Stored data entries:
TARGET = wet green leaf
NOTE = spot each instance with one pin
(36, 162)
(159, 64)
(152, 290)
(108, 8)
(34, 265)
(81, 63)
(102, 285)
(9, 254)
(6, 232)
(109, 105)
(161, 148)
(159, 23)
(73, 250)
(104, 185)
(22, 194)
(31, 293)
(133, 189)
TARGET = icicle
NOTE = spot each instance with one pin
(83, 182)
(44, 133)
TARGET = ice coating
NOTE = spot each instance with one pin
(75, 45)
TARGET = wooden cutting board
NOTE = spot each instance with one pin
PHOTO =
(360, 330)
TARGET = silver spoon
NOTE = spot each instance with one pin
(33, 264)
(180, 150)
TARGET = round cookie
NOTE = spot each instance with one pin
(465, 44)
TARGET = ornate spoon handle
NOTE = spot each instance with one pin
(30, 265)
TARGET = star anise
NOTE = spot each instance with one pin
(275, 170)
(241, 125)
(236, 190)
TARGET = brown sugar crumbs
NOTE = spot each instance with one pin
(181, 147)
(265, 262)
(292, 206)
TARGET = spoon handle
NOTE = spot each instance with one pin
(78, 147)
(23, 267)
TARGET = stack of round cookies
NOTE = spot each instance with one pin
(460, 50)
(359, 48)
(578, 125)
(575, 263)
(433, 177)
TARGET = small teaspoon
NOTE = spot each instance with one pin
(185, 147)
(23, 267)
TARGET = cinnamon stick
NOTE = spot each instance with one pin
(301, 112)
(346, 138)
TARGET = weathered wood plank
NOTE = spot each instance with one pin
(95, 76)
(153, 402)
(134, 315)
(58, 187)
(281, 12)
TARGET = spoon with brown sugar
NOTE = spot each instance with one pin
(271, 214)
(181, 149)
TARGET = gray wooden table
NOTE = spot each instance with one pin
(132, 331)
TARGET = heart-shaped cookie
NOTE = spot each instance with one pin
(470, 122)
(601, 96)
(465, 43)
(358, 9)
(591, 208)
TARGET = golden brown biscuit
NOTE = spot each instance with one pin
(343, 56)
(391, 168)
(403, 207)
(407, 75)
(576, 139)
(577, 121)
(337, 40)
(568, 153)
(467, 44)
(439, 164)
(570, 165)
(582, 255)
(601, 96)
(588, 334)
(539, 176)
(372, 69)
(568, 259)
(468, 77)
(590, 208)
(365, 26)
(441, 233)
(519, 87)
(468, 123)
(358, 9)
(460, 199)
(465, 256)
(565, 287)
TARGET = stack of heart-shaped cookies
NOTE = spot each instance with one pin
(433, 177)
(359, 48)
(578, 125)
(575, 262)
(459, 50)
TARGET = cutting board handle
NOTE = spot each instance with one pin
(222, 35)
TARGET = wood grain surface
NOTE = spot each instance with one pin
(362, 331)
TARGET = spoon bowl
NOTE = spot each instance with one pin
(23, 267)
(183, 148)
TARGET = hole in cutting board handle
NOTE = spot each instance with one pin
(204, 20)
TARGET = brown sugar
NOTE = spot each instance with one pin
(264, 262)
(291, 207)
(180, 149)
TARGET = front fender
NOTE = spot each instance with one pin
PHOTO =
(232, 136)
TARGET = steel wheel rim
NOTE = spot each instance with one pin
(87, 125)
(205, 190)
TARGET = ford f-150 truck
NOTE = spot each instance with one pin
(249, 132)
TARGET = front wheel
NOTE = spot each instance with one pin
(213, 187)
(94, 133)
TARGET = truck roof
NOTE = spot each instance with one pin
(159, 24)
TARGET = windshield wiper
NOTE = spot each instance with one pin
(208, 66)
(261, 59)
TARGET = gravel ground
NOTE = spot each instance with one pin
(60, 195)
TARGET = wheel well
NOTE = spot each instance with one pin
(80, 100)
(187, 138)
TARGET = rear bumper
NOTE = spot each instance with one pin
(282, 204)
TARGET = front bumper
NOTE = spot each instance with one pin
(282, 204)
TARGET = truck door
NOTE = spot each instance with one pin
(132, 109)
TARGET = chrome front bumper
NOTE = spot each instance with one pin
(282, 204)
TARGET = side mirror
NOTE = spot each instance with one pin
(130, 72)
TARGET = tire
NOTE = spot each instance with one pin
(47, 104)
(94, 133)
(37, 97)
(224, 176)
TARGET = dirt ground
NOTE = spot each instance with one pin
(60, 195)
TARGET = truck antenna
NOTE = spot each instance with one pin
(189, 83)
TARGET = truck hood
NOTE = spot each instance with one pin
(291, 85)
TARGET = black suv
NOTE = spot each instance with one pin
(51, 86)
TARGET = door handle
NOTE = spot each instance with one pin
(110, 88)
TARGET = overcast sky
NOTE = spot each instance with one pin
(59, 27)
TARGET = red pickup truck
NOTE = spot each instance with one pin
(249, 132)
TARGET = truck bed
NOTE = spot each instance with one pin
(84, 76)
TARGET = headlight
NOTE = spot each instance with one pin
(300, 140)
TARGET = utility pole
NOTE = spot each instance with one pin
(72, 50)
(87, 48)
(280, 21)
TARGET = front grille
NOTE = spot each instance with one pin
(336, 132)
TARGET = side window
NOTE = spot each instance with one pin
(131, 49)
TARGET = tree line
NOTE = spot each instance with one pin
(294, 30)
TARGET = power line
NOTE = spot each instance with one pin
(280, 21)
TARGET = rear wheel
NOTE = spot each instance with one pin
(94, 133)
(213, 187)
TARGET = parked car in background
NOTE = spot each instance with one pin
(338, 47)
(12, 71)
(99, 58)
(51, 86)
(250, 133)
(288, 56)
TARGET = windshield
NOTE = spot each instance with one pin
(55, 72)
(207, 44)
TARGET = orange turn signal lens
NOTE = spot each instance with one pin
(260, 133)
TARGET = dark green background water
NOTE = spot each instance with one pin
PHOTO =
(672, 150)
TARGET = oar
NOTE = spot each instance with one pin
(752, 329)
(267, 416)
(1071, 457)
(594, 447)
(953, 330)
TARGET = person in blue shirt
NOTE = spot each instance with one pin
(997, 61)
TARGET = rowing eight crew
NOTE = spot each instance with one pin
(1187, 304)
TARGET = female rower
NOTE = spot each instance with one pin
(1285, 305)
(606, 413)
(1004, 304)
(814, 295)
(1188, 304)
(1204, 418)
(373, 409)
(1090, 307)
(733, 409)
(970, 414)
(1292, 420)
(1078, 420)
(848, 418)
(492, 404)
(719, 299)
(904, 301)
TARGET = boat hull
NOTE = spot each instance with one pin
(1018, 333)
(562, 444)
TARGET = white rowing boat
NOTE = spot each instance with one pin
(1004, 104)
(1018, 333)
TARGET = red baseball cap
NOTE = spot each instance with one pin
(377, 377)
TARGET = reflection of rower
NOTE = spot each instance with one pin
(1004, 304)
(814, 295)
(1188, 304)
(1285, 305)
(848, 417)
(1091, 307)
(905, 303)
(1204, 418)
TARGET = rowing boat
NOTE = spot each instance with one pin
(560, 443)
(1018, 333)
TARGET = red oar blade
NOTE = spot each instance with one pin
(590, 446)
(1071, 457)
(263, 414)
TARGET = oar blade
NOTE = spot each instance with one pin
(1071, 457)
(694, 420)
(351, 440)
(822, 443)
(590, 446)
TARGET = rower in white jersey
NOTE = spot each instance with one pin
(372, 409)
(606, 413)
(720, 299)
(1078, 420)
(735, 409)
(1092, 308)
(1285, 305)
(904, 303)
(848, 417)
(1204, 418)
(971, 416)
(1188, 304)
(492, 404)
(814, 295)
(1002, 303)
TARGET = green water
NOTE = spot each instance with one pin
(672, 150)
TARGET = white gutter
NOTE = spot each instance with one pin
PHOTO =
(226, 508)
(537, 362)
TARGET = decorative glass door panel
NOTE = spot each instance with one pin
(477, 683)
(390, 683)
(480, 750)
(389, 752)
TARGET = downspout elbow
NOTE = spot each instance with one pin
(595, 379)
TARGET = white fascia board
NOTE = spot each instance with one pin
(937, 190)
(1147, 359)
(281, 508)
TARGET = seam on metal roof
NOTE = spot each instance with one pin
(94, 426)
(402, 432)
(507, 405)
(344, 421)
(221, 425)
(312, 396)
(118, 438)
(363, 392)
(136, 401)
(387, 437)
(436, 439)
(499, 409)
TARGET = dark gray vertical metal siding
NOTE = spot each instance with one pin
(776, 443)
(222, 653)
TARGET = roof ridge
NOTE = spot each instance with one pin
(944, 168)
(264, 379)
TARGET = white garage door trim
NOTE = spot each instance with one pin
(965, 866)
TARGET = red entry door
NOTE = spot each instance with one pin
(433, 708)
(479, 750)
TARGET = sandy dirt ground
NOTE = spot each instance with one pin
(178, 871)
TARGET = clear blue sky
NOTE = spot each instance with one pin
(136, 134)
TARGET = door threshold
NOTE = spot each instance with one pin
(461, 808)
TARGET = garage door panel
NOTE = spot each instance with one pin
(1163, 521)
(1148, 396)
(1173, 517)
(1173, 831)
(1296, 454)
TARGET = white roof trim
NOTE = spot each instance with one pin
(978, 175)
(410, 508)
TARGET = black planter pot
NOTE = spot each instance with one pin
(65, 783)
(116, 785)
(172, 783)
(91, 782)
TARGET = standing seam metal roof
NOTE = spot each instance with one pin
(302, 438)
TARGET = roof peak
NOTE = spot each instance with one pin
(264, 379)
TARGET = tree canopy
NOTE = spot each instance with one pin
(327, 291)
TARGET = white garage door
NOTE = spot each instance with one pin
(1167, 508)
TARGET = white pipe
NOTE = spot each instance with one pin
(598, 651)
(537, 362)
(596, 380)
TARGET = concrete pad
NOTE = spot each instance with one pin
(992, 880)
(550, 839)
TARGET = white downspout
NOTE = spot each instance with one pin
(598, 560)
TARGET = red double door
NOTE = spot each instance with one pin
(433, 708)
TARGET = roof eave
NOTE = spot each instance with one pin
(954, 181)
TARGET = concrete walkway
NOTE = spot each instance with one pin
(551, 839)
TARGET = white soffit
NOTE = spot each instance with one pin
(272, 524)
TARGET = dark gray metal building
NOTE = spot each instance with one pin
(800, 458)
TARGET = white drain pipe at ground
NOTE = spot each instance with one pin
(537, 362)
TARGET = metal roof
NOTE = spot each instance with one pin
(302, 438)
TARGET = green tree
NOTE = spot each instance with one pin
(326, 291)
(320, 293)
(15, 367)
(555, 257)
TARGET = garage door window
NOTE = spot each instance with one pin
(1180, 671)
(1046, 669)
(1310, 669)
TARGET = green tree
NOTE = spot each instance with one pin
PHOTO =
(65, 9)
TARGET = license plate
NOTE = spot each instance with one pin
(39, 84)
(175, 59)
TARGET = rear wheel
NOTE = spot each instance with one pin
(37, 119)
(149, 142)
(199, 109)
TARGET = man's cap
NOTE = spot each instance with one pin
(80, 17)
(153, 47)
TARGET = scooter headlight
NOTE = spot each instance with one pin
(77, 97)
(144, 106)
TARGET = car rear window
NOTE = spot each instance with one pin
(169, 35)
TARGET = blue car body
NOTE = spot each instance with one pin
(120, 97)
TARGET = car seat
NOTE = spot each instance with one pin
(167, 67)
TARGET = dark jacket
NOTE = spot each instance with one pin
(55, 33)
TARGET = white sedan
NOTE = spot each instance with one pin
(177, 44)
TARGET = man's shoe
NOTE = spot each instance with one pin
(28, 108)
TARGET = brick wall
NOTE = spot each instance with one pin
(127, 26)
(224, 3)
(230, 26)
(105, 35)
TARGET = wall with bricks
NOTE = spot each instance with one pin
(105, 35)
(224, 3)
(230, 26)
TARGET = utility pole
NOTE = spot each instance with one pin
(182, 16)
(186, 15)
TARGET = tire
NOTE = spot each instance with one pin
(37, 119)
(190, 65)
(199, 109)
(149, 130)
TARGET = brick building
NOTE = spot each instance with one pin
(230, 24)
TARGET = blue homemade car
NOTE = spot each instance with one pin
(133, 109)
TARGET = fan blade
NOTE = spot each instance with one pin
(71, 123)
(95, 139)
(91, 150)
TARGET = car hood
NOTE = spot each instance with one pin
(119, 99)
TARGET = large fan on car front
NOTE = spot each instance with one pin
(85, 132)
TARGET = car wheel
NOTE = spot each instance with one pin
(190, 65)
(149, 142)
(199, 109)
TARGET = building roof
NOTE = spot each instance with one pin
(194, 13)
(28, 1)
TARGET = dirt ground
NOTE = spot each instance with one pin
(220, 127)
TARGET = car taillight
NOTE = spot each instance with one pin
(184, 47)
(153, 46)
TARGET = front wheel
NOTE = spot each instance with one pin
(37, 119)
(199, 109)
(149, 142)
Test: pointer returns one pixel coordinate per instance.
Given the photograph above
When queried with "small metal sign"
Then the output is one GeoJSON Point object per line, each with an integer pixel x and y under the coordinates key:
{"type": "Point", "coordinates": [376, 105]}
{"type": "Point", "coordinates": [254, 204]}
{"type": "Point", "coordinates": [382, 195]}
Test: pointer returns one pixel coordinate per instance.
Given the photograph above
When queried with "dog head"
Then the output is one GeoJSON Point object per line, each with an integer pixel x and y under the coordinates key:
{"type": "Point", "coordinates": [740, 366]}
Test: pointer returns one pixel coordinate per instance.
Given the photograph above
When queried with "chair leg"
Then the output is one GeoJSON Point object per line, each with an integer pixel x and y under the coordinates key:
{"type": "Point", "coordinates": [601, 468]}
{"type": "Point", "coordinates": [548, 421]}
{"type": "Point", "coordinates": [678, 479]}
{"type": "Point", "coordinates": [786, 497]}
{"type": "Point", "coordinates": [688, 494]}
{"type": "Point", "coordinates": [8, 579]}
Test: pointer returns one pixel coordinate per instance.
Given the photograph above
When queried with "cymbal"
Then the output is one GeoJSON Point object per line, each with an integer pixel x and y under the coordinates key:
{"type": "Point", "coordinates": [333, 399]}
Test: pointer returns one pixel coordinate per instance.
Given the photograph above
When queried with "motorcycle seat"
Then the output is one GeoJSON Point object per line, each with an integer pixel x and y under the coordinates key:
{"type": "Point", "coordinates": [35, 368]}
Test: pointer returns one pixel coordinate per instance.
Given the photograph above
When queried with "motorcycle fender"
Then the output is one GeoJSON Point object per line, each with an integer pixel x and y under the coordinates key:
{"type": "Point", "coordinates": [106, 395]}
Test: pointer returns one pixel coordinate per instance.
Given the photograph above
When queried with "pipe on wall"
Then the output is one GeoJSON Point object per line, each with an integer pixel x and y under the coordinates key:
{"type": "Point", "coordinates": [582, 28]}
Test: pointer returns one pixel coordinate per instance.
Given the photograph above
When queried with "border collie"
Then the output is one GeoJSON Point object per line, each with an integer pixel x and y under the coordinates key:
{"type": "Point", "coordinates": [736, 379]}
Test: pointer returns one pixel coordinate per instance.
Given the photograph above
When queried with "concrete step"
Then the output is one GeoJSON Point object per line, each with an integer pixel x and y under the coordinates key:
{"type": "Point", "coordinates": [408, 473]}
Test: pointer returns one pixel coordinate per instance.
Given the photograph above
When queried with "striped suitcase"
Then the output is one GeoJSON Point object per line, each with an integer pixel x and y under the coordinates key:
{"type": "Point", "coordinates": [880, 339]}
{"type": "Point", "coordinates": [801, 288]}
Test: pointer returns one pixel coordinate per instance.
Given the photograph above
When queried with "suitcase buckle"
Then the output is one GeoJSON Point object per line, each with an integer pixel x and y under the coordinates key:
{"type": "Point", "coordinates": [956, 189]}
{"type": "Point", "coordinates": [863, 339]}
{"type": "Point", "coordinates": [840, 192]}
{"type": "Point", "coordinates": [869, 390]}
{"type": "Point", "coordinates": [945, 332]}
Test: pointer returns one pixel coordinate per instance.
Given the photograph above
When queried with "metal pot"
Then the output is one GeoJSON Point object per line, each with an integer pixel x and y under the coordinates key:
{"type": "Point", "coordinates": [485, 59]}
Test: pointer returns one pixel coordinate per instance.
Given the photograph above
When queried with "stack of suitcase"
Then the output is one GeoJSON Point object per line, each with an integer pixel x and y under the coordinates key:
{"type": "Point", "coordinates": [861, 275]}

**What you need to do**
Look through the entries and return every line where "background" appears.

**Expected answer**
TARGET = parked car in background
TARGET = dark green background water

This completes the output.